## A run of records
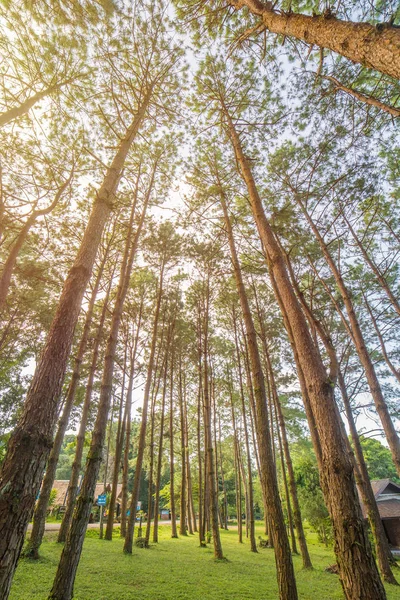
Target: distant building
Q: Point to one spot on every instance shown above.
(61, 486)
(387, 496)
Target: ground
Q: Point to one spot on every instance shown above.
(177, 570)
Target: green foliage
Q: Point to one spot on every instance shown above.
(378, 459)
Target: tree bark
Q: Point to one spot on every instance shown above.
(39, 517)
(283, 558)
(213, 507)
(65, 577)
(143, 427)
(31, 442)
(360, 345)
(374, 47)
(358, 572)
(80, 438)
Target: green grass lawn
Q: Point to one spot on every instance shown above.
(176, 570)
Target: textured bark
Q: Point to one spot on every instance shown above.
(374, 47)
(383, 553)
(213, 504)
(161, 438)
(8, 269)
(31, 442)
(360, 345)
(174, 531)
(39, 517)
(249, 486)
(298, 521)
(357, 569)
(182, 512)
(128, 425)
(143, 427)
(285, 571)
(80, 438)
(65, 577)
(238, 482)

## Task directions
Rewrite the lines from the one with "Target: tree bark" through the end of the records, requests included, offsetting every point coordinate in the answers by 65.

## Task response
Target: tree bark
Q: Point to one spot on every instance shown above.
(104, 582)
(348, 623)
(278, 572)
(130, 642)
(208, 492)
(96, 507)
(425, 410)
(439, 112)
(423, 637)
(145, 503)
Target: green grass lawn
Q: Point to one spot on every instance shown above.
(241, 635)
Target: textured bark
Q: Point to one spot on every instance shown above.
(439, 112)
(448, 618)
(278, 569)
(226, 503)
(73, 334)
(96, 507)
(425, 410)
(239, 596)
(104, 582)
(314, 551)
(363, 586)
(422, 634)
(247, 577)
(193, 490)
(208, 492)
(350, 636)
(145, 503)
(130, 642)
(303, 547)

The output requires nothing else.